### Task objective
List every line in the material below that contains the word "grass".

Bounding box data excerpts
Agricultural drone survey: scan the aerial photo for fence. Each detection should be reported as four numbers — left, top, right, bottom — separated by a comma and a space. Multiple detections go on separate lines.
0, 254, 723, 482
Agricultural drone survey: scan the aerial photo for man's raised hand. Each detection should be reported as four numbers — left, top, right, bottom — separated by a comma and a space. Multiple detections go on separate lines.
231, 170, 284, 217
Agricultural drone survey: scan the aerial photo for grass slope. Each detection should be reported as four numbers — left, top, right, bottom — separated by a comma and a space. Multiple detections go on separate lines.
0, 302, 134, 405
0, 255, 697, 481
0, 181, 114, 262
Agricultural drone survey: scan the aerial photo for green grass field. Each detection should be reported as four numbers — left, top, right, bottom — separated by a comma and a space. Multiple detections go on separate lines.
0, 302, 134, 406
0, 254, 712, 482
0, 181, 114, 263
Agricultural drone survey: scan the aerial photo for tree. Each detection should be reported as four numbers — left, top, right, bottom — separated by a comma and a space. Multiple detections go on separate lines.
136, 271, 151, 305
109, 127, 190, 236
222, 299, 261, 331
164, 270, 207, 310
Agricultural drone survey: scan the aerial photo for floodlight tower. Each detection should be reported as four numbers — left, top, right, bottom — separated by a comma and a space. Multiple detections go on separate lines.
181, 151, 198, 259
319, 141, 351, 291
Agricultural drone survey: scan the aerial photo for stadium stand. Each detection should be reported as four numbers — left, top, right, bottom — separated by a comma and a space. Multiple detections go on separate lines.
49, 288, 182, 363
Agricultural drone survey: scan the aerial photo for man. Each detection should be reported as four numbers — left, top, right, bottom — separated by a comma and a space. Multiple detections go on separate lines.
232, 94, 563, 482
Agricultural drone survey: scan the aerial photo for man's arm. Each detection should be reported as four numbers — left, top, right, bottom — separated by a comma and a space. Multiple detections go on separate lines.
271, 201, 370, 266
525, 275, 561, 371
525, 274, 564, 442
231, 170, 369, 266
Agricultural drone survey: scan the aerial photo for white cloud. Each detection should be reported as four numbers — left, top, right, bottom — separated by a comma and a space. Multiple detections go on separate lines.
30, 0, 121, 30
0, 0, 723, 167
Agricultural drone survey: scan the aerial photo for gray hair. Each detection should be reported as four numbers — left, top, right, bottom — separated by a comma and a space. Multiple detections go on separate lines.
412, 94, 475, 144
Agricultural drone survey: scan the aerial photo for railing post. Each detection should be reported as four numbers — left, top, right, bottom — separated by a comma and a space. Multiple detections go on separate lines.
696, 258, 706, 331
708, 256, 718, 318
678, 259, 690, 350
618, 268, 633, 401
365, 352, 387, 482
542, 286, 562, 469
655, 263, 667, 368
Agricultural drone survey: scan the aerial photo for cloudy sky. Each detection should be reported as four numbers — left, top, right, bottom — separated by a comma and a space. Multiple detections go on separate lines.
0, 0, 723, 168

### Exercise solution
Agricultural drone survey: scan the aerial photo for grass slope. Each detection should be reported as four numbers — left, top, right, bottom — separated by a comma and a space. Multiple detections go on separate lines.
Agricultural drone survey: scan the aerial photo for green grass field. Each detection should be reported as four numbers — left, top, right, bottom — separated by a comma and a space. Multiple detections go on separate lines.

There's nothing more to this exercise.